- Stated exercise
Please gather every line of the listing below that contains the string "blond", treating uppercase and lowercase as different.

===== Data for the task =====

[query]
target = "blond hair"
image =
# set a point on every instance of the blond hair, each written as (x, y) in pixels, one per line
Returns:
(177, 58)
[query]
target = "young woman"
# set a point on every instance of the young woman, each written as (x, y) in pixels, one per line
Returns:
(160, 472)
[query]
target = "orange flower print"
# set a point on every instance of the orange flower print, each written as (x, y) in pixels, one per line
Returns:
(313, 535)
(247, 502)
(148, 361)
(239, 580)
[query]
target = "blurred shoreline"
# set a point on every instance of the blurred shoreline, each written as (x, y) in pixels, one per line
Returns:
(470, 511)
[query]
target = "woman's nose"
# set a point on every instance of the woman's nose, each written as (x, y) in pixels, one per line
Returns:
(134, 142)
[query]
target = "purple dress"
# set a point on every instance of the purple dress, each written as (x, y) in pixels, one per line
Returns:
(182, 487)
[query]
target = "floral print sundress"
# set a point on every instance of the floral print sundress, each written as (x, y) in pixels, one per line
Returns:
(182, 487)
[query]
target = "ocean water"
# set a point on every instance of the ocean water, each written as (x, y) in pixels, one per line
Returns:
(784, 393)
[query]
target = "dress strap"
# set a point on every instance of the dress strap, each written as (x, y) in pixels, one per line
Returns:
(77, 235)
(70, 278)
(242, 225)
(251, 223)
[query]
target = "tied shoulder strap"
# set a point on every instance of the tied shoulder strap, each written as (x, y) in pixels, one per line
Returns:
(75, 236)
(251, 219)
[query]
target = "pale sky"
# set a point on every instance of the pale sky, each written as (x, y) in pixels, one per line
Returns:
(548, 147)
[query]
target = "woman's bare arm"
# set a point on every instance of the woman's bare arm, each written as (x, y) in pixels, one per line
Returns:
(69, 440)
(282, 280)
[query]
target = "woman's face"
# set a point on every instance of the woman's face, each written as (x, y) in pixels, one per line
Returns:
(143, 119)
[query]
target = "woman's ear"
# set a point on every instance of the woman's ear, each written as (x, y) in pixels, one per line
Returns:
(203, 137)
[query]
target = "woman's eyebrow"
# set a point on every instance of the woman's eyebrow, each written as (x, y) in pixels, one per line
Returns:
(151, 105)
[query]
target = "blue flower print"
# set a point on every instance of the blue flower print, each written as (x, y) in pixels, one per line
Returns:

=====

- Answer for the task
target = "blond hair"
# set a point on every instance of the blond hair, each written as (x, y) in pixels, one per line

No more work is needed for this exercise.